## begin Exercise material

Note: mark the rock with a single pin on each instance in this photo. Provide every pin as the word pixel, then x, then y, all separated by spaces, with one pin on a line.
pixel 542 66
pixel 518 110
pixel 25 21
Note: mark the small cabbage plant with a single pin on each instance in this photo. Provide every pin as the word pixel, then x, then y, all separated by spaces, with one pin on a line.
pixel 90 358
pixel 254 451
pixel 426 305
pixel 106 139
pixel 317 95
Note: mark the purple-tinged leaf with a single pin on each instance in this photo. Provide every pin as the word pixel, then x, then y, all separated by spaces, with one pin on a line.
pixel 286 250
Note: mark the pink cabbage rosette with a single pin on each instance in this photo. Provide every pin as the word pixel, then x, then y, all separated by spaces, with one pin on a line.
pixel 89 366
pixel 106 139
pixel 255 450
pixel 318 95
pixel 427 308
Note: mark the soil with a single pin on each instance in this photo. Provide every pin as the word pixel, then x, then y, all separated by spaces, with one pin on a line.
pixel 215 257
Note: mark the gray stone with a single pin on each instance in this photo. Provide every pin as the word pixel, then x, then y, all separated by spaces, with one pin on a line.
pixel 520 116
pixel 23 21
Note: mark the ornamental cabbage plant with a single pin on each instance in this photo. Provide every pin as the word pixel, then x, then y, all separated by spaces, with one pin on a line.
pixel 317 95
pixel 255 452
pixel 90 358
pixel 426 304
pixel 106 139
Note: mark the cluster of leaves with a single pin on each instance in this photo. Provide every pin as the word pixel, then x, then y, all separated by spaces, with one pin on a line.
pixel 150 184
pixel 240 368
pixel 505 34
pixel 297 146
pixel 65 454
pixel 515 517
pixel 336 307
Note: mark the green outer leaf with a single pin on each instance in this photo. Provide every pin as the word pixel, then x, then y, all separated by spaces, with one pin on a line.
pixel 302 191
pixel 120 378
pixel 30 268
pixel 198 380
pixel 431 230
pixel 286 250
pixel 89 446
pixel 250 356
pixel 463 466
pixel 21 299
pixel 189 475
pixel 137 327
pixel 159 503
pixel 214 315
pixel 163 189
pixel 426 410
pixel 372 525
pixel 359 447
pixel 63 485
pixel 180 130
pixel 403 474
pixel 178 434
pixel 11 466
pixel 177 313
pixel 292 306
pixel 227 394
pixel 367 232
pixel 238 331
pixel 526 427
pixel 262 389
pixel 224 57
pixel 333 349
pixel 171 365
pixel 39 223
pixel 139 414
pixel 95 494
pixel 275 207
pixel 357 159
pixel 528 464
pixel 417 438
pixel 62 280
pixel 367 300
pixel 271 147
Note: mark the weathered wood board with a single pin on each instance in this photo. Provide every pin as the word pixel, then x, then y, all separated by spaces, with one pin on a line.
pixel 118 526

## end Exercise material

## Work to be completed
Update the data above by changing every instance of "separated by spaces" to "separated by single spaces", keeping everything else unchanged.

## Finished task
Note: mark the rock with a single pin on each instance in this photo. Provide every pin as the word pixel, then x, then y, all separated by single spaces, with one pin on a line.
pixel 542 66
pixel 518 110
pixel 25 21
Note: mark the small cabbage plant with a single pin on each instance in this photo. Provide every pin as the word pixel, then x, then y, all separated by single spaces, with one pin on a line.
pixel 90 358
pixel 254 451
pixel 426 305
pixel 106 139
pixel 317 95
Note: mark the purple-tinged leaf with a single pin on each instance in this photo. Provide every pin as the word pixel, then x, then y, all separated by single spaces, with one pin on a line.
pixel 286 250
Note: mark the pink cabbage rosette with a single pin on each instance in this photo. Provide every pin as the word pixel, then x, then y, all separated by single spaces, with one pin on a line.
pixel 89 366
pixel 106 139
pixel 255 450
pixel 318 95
pixel 427 308
Note: mark the soil with a single pin on each instance in this photo. Provide every pin as the word pixel, then x, then y, all separated by single spaces, with one pin on a line.
pixel 215 257
Note: mark the gray stone with a single pin on each instance in this photo. Provide every pin as the word pixel, then x, then y, all separated by single spaces, with one pin on a line.
pixel 520 116
pixel 23 21
Note: mark the ornamental cabbage plant with a single pin on each instance in this photo. Provide every pin as the word pixel, then x, then y, all separated by single spaces, with one pin on a line.
pixel 317 95
pixel 255 452
pixel 90 358
pixel 426 304
pixel 106 139
Note: mark the cluster of leaves with a single pin on each instance in this photo. Provide every pin as the word pixel, then x, then y, all separated by single spaces, with one pin on a line.
pixel 150 184
pixel 240 368
pixel 505 34
pixel 297 146
pixel 65 454
pixel 515 517
pixel 336 307
Note: mark the green outer leaf with a single pin on each instance in this photo. Provide every pin as the word pixel, then x, then y, all separated by single spaces, with one pin on a line.
pixel 302 191
pixel 120 378
pixel 30 268
pixel 198 380
pixel 431 230
pixel 286 250
pixel 89 446
pixel 250 356
pixel 463 466
pixel 21 299
pixel 189 475
pixel 137 327
pixel 159 503
pixel 214 315
pixel 163 189
pixel 426 410
pixel 372 525
pixel 359 447
pixel 63 485
pixel 180 130
pixel 403 474
pixel 178 434
pixel 11 466
pixel 177 313
pixel 292 306
pixel 227 394
pixel 367 232
pixel 238 331
pixel 526 427
pixel 262 389
pixel 224 57
pixel 333 349
pixel 171 365
pixel 39 223
pixel 139 414
pixel 95 494
pixel 275 207
pixel 357 159
pixel 528 464
pixel 417 438
pixel 62 280
pixel 367 300
pixel 271 147
Note: mark the weathered wood board with a single pin on each instance in this photo. Provide every pin as the word pixel, then x, then y, all separated by single spaces, with one pin on a line.
pixel 118 526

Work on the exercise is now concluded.